▸ **REQUEST**: Convert the data below into a Markdown table with a Row column that numbers each line and a Line column that holds that line. Omit blank lines.
=== DATA SHOWN ===
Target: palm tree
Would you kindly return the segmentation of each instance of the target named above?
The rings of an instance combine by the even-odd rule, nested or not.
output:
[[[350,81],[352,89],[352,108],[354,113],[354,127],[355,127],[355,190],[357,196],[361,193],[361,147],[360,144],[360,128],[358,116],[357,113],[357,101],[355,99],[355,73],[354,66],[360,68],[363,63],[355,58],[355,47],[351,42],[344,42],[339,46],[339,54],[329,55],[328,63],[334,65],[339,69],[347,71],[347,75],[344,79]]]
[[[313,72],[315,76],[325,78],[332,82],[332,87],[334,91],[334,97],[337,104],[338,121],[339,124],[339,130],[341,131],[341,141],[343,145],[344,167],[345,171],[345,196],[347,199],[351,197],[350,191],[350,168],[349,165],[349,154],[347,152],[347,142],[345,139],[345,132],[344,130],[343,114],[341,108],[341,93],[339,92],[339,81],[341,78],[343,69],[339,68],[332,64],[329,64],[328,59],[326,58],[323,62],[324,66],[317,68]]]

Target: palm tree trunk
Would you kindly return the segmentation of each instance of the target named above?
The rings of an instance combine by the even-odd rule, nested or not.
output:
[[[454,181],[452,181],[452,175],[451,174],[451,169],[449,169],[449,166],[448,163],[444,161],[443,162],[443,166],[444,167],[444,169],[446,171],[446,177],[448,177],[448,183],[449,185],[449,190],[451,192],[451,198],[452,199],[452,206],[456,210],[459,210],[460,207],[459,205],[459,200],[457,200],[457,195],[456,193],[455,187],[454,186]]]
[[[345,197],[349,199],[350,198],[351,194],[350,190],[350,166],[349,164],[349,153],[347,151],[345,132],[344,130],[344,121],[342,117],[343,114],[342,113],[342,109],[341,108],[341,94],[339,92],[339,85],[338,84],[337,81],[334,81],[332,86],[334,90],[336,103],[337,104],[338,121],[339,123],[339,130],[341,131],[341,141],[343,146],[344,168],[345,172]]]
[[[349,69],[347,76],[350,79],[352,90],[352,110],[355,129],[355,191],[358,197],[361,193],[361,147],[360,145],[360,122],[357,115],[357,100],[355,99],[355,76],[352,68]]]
===
▸ **RESPONSE TO THIS TASK**:
| Row | Line |
|---|---|
| 1 | Target: palm tree |
| 2 | Would you kindly return the segmentation of each instance of the target named above? |
| 3 | The rings of an instance combine by the even-odd rule, nested or not. |
| 4 | output: |
| 5 | [[[350,81],[352,89],[352,108],[354,113],[354,127],[355,127],[355,190],[357,196],[361,193],[361,147],[360,144],[360,128],[358,116],[357,113],[357,101],[355,99],[355,73],[354,66],[360,68],[363,63],[355,58],[355,47],[351,42],[344,42],[339,46],[339,54],[329,55],[328,63],[334,65],[339,69],[347,71],[347,75],[344,79]]] |
| 6 | [[[313,72],[315,76],[325,78],[332,82],[332,87],[334,91],[334,97],[337,104],[338,121],[339,124],[339,130],[341,131],[341,141],[343,145],[344,167],[345,171],[345,196],[347,199],[351,197],[350,191],[350,168],[349,165],[349,154],[347,152],[347,142],[345,139],[345,132],[344,130],[343,114],[341,108],[341,93],[339,92],[339,81],[341,78],[343,69],[339,68],[332,64],[329,64],[328,59],[326,58],[323,62],[324,66],[317,68]]] |
| 7 | Target: palm tree trunk |
| 8 | Would you kindly return the segmentation of each instance of the target named above? |
| 9 | The rings of an instance combine by the even-odd rule, nested or not. |
| 10 | output: |
| 11 | [[[454,181],[452,181],[452,175],[451,174],[451,169],[449,169],[449,166],[448,163],[444,161],[443,162],[443,166],[444,167],[444,169],[446,171],[446,177],[448,177],[448,183],[449,185],[449,190],[451,192],[451,198],[452,199],[452,206],[456,210],[459,210],[460,207],[459,205],[459,200],[457,200],[457,195],[456,193],[455,187],[454,186]]] |
| 12 | [[[345,197],[349,199],[350,198],[351,194],[350,190],[350,166],[349,164],[349,153],[347,151],[345,132],[344,130],[344,121],[342,117],[343,114],[342,113],[342,109],[341,108],[341,94],[339,92],[339,85],[338,84],[337,81],[334,81],[332,86],[334,90],[336,103],[337,104],[338,121],[339,123],[339,130],[341,131],[341,141],[343,146],[344,168],[345,172]]] |
| 13 | [[[349,69],[347,76],[350,79],[352,90],[352,110],[355,129],[355,191],[358,197],[361,193],[361,147],[360,145],[360,122],[357,115],[357,100],[355,99],[355,76],[352,68]]] |